**Passage provided**:
--- START ---

County offices close to public
Pulaski County Commissioners and council members approved to close the county offices and facilities because of the COVID-19 outbreak.
The two groups held an emergency meeting on March 18, to discuss whether the county offices should be closed to the public and how a workforce reduction period could happen. The meeting was led by county attorney Kevin Tankersley who drafted an executive order regarding the closing of the buildings and policy regarding the temporary reduction.
Tankersley explained that the executive order would close the county facilities to the public only to prevent them from physically accessing the offices and coming into contact with the county employees. The order states that the offices and facilities will be temporarily closed until further notice. The executive order also states that county employees are banned from nonessential work-related travel outside the county.
The public is asked to call or email the county office that they may have to conduct business with instead of entering the buildings. If a meeting is necessary, the county official can schedule one.
The executive order began on March 23 and will remain in effect until April 6 when the situation will be re-evaluated.

--- END ---

**What you should do**:
Continue the article about the Pulaski County office closures from the point where it stops.

**Entries provided**:
--- START ---

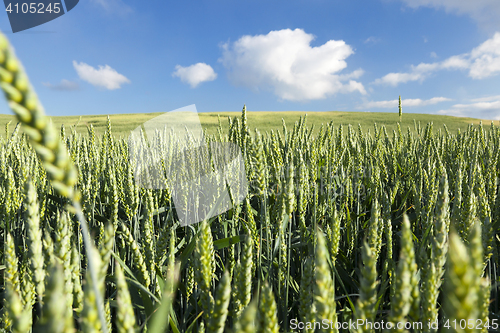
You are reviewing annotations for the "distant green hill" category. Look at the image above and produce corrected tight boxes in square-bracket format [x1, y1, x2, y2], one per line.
[0, 111, 494, 137]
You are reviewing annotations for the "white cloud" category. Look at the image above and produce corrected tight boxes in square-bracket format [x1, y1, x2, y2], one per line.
[364, 36, 380, 44]
[172, 62, 217, 88]
[438, 95, 500, 120]
[219, 29, 366, 101]
[73, 61, 130, 90]
[42, 79, 80, 91]
[402, 0, 500, 30]
[374, 32, 500, 86]
[360, 97, 451, 109]
[91, 0, 133, 16]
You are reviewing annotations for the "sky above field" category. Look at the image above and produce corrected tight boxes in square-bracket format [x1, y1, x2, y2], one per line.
[0, 0, 500, 120]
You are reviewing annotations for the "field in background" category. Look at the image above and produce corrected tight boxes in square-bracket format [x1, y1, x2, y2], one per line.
[0, 111, 492, 137]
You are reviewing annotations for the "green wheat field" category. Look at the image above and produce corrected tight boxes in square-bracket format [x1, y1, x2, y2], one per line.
[0, 35, 500, 333]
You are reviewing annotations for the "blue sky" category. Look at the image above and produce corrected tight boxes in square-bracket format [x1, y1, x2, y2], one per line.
[0, 0, 500, 120]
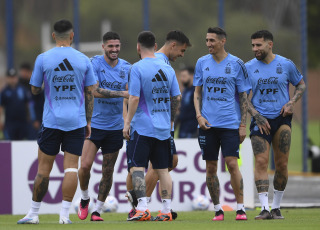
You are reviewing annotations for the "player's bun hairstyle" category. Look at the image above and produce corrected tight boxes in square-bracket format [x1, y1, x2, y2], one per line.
[53, 19, 73, 34]
[138, 31, 156, 49]
[102, 31, 120, 43]
[207, 27, 227, 39]
[251, 30, 273, 41]
[166, 30, 191, 47]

--- END ---

**Task output**:
Tankersley then discussed the temporary workforce reduction policy. He said he doesn’t expect the policy to be implemented anytime soon but it addresses what will happen if the county staff has to be sent home or quarantined and what the staff can expect in regards to pay and benefits.
The policy allows for the commissioner president to reduce the workforce to only essential employees if it becomes a recommendation by the health department. The policy indicates that the essential employees are the sheriff’s deputies, 911 communication officers, jailers, jail kitchen staff, EMS, emergency management agency and the health department staff.
The policy also states that part-time employees will be paid based on their average pay for the last four pay periods.